---- Provided data

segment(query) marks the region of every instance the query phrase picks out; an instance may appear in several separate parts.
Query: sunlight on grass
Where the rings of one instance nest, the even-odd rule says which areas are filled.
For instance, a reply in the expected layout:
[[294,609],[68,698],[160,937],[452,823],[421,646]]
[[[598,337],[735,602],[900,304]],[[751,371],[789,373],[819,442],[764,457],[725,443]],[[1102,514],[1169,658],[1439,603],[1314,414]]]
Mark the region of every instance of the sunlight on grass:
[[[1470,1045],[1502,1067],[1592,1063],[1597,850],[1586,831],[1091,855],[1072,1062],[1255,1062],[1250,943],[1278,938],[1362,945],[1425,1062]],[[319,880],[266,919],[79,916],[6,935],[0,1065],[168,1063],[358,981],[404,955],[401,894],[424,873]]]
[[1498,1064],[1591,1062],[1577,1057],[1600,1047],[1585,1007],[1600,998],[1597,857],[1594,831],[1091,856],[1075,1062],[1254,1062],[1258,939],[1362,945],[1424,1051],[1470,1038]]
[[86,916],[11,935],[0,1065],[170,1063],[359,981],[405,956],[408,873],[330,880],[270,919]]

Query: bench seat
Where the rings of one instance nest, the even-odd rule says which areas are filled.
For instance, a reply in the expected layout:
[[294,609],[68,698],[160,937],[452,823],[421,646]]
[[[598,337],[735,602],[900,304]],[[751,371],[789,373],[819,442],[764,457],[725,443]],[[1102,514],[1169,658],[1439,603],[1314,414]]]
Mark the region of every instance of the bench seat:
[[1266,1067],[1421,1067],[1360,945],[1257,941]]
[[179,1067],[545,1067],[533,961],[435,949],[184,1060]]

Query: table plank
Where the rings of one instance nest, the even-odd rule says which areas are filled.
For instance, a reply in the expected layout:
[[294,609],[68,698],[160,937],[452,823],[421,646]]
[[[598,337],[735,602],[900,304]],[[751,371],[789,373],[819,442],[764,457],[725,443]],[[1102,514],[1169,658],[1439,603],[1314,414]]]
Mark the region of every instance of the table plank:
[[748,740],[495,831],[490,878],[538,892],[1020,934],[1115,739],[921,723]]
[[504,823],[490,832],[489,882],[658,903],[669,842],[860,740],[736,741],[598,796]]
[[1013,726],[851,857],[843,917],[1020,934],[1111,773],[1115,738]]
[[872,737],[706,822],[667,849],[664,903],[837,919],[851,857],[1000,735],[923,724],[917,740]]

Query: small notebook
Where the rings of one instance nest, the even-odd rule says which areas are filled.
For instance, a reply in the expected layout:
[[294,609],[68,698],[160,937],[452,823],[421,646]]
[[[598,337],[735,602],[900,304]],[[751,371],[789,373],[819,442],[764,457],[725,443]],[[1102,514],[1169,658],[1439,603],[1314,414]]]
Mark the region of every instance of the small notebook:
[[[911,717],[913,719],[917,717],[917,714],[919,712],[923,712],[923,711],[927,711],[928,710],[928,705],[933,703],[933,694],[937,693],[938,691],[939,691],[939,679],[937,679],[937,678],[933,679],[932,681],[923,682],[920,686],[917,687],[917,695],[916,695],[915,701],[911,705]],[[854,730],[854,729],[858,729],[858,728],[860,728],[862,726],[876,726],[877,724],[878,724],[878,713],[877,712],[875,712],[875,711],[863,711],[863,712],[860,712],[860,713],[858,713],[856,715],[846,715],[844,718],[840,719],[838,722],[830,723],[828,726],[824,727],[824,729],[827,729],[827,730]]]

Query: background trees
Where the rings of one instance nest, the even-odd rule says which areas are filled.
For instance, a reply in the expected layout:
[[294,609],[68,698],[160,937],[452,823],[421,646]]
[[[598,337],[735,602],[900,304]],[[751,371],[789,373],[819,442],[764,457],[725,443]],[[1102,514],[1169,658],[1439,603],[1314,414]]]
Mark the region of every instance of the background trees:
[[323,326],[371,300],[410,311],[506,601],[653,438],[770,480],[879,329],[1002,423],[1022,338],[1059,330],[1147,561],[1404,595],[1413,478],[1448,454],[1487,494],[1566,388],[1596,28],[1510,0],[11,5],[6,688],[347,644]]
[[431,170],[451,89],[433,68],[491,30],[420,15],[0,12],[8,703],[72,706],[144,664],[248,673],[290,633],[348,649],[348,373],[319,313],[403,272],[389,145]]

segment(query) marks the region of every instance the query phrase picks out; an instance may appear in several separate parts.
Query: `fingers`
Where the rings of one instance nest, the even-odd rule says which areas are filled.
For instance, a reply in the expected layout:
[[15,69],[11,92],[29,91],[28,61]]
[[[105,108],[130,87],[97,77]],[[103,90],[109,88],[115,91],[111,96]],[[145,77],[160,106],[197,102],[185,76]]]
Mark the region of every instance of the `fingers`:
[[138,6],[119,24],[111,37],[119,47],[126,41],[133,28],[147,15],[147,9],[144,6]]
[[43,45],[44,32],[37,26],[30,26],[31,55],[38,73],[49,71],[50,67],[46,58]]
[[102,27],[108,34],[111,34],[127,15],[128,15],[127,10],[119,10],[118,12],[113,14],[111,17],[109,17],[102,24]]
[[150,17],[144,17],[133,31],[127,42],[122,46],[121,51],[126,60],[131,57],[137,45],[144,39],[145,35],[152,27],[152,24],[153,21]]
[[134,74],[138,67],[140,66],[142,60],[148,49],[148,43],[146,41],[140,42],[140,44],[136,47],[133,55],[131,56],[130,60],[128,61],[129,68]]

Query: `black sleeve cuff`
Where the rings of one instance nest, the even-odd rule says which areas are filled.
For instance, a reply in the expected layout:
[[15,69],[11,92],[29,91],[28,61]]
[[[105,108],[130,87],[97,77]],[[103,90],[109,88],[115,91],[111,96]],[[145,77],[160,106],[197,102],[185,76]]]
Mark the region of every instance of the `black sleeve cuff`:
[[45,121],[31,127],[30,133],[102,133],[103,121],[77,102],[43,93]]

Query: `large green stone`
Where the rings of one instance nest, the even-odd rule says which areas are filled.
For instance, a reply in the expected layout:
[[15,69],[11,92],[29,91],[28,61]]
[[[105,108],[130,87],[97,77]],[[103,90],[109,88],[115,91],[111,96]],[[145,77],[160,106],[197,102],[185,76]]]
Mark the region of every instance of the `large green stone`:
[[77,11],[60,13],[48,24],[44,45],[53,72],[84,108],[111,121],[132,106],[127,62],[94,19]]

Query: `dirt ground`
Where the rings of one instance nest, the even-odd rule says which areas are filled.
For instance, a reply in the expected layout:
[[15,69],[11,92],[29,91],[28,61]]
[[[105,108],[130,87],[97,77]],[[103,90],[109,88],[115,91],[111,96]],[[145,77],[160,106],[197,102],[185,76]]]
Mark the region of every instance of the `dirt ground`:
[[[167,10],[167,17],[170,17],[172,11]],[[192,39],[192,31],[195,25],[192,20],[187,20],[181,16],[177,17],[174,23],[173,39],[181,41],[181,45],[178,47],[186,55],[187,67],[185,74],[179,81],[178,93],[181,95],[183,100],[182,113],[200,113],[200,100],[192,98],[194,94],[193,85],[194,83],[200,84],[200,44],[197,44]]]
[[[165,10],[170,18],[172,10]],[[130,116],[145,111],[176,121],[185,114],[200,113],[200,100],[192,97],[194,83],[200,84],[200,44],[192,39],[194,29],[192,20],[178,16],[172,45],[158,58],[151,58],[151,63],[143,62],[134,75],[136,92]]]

--------

[What you have to do] Please print each entry once more, exactly as it reads.

[Written reply]
segment(query) marks the region of every instance the query phrase picks out; an instance may appear in several separate parts.
Query: sunlight on grass
Where the rings of one instance nest, the even-odd rule says which areas are filled.
For instance, a reply in the expected layout:
[[294,609],[68,698],[160,937],[452,823],[421,646]]
[[[598,337],[735,602],[900,304]],[[751,371],[789,373],[819,442],[764,457],[725,443]],[[1102,514],[1169,658],[1439,603],[1314,414]]]
Mark the region of every instance of the sunlight on grass:
[[[1470,1045],[1502,1067],[1592,1063],[1597,850],[1586,831],[1091,855],[1072,1062],[1255,1062],[1250,943],[1278,938],[1362,945],[1425,1062]],[[319,880],[266,919],[79,916],[6,935],[0,1065],[168,1063],[358,981],[404,955],[401,894],[424,873]]]
[[1498,1064],[1591,1062],[1577,1057],[1600,1047],[1585,1007],[1600,998],[1597,857],[1594,831],[1091,856],[1075,1062],[1254,1062],[1258,939],[1362,945],[1424,1051],[1470,1038]]
[[86,916],[11,935],[0,1065],[170,1063],[359,981],[405,956],[408,873],[330,880],[270,919]]

Query: bench seat
Where the rings of one instance nest, the even-odd rule says which areas are filled.
For instance, a reply in the expected layout:
[[294,609],[68,698],[160,937],[452,823],[421,646]]
[[[598,337],[735,602],[900,304]],[[751,371],[789,373],[819,442],[764,457],[725,443]],[[1102,514],[1169,658],[1439,603],[1314,414]]]
Mark the region of every instance of the bench seat:
[[1266,1067],[1421,1067],[1360,945],[1257,941]]
[[179,1067],[545,1067],[533,961],[435,949],[184,1060]]

Query: table plank
Where the rings of one instance nest, the even-odd rule says which areas are filled.
For instance, a reply in the expected layout:
[[294,609],[68,698],[160,937],[452,823],[421,646]]
[[[598,337],[735,602],[900,304]],[[751,371],[789,373],[819,442],[764,457],[725,443]],[[1102,514],[1169,658],[1439,603],[1314,414]]]
Mark the region of every instance of the table plank:
[[748,740],[495,831],[490,878],[538,892],[1020,934],[1115,739],[921,723]]
[[504,823],[490,832],[489,882],[658,903],[669,842],[860,740],[736,741],[598,796]]
[[1013,726],[851,857],[843,917],[1020,934],[1111,773],[1115,738]]
[[872,737],[706,822],[667,849],[664,903],[837,919],[851,857],[1000,735],[923,724],[917,740]]

Query: small notebook
Where the rings of one instance nest, the even-odd rule says which areas are filled.
For instance, a reply in the expected layout:
[[294,609],[68,698],[160,937],[452,823],[421,646]]
[[[598,337],[735,602],[900,304]],[[751,371],[789,373],[819,442],[764,457],[725,443]],[[1102,514],[1169,658],[1439,603],[1314,414]]]
Mark the region of every instance of the small notebook:
[[[911,717],[913,719],[917,717],[917,714],[919,712],[923,712],[923,711],[927,711],[928,710],[928,705],[933,703],[933,694],[937,693],[938,691],[939,691],[939,679],[937,679],[937,678],[933,679],[932,681],[923,682],[920,686],[917,687],[917,695],[916,695],[915,701],[911,705]],[[854,730],[854,729],[858,729],[858,728],[860,728],[862,726],[876,726],[877,724],[878,724],[878,713],[877,712],[875,712],[875,711],[863,711],[863,712],[860,712],[860,713],[858,713],[856,715],[846,715],[844,718],[840,719],[838,722],[830,723],[828,726],[824,727],[824,729],[827,729],[827,730]]]

Query: background trees
Where the rings of one instance nest, the even-odd rule says which areas are filled.
For instance, a reply in the expected layout:
[[294,609],[68,698],[160,937],[452,823],[421,646]]
[[[598,337],[735,602],[900,304]],[[751,371],[789,373],[819,442],[764,457],[725,443]],[[1102,514],[1169,658],[1439,603],[1314,414]]]
Mark the region of every instance of the background trees:
[[323,326],[371,300],[410,311],[506,601],[653,438],[770,480],[879,329],[1002,423],[1022,338],[1059,330],[1147,561],[1404,595],[1413,478],[1448,454],[1487,494],[1566,388],[1596,28],[1510,0],[11,5],[6,688],[347,644]]
[[431,170],[451,89],[433,68],[491,30],[420,15],[0,12],[8,703],[72,706],[144,664],[248,673],[290,633],[348,649],[348,373],[319,313],[403,272],[389,145]]

segment(query) marks the region of every instance the query phrase picks out; an instance may appear in several separate parts.
Query: `fingers`
Where the rings of one instance nest, the even-odd rule says which areas are filled.
For instance, a reply in the expected layout:
[[15,69],[11,92],[29,91],[28,61]]
[[[105,108],[130,87],[97,77]],[[103,90],[109,88],[115,91],[111,96]],[[145,77],[160,106],[197,102],[185,76]]]
Mark the region of every instance of the `fingers`:
[[138,6],[119,24],[111,37],[119,47],[126,41],[133,28],[147,15],[147,9],[144,6]]
[[43,45],[44,32],[37,26],[30,26],[31,55],[38,73],[49,71],[50,67],[46,58]]
[[102,27],[108,34],[111,34],[127,15],[128,15],[127,10],[119,10],[118,12],[113,14],[111,17],[109,17],[102,24]]
[[150,17],[144,17],[133,31],[127,42],[122,46],[121,51],[126,60],[131,57],[137,45],[144,39],[145,35],[152,27],[152,24],[153,21]]
[[134,74],[138,67],[140,66],[142,60],[148,49],[148,43],[146,41],[140,42],[140,44],[136,47],[133,55],[131,56],[130,60],[128,61],[129,68]]

Query: `black sleeve cuff`
Where the rings of one instance nest, the even-odd rule says which areas are filled.
For instance, a reply in the expected layout:
[[15,69],[11,92],[29,91],[28,61]]
[[[105,108],[130,87],[97,77]],[[103,90],[109,88],[115,91],[111,96]],[[145,77],[160,106],[197,102],[185,76]]]
Mark the region of every instance of the `black sleeve cuff`:
[[45,121],[31,127],[30,133],[102,133],[103,121],[77,102],[43,93]]

Query: `large green stone`
Where the rings of one instance nest, the even-odd rule says which areas are filled.
For instance, a reply in the expected layout:
[[15,69],[11,92],[29,91],[28,61]]
[[[105,108],[130,87],[97,77]],[[103,90],[109,88],[115,91],[111,96]],[[145,77],[160,106],[197,102],[185,76]]]
Mark the region of every instance of the `large green stone`:
[[77,11],[60,13],[48,24],[44,45],[53,72],[84,108],[111,121],[132,106],[127,62],[94,19]]

Query: `dirt ground`
Where the rings of one instance nest, the even-odd rule says which areas are filled.
For instance, a reply in the expected layout:
[[15,69],[11,92],[29,91],[28,61]]
[[[105,108],[130,87],[97,77]],[[103,90],[109,88],[115,91],[111,96]],[[145,77],[160,106],[197,102],[185,76]]]
Mark the region of every instance of the `dirt ground`:
[[[167,10],[167,17],[170,17],[172,11]],[[192,39],[192,31],[195,25],[192,20],[187,20],[181,16],[177,17],[174,23],[173,39],[181,41],[181,45],[178,47],[186,55],[187,67],[185,74],[179,81],[178,93],[181,95],[183,100],[182,113],[200,113],[200,100],[192,98],[194,94],[193,85],[194,83],[200,84],[200,44],[197,44]]]
[[[165,10],[170,18],[172,10]],[[130,116],[145,111],[176,121],[185,114],[200,113],[200,100],[192,97],[194,83],[200,84],[200,44],[192,39],[194,29],[192,20],[178,16],[172,45],[158,58],[151,58],[151,63],[143,62],[134,75],[136,92]]]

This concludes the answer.